*OBJETIVO DA TAREFA*. Formate como lista numerada as linhas dos registros, da linha que contém "My supervisor requested detection results for the blue" até o final dos registros, omitindo as linhas em branco.

*REGISTROS EXTRAÍDOS*.
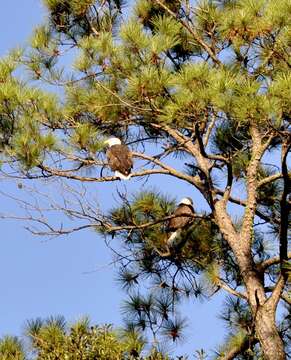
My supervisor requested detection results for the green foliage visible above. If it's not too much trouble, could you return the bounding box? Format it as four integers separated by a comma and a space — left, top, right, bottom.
0, 336, 26, 360
0, 0, 291, 359
26, 317, 148, 360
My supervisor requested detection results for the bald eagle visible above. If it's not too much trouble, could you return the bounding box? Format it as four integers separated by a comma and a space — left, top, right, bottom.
167, 197, 195, 247
105, 138, 133, 180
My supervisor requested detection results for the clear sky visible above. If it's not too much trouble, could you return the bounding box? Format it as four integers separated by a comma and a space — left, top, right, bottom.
0, 0, 224, 353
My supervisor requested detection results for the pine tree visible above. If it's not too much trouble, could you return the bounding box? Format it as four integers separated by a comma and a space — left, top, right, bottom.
0, 316, 176, 360
0, 0, 291, 360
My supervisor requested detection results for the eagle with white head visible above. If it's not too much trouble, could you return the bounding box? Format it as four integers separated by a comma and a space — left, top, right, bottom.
167, 197, 195, 247
105, 137, 133, 180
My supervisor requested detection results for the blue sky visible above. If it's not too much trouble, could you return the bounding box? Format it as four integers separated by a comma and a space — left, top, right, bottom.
0, 0, 223, 353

*SOLUÇÃO*.
1. My supervisor requested detection results for the blue sky visible above. If it's not too much trouble, could you return the bounding box? Format it as four integers separated by a comma and a space — left, top, right, bottom.
2. 0, 0, 223, 353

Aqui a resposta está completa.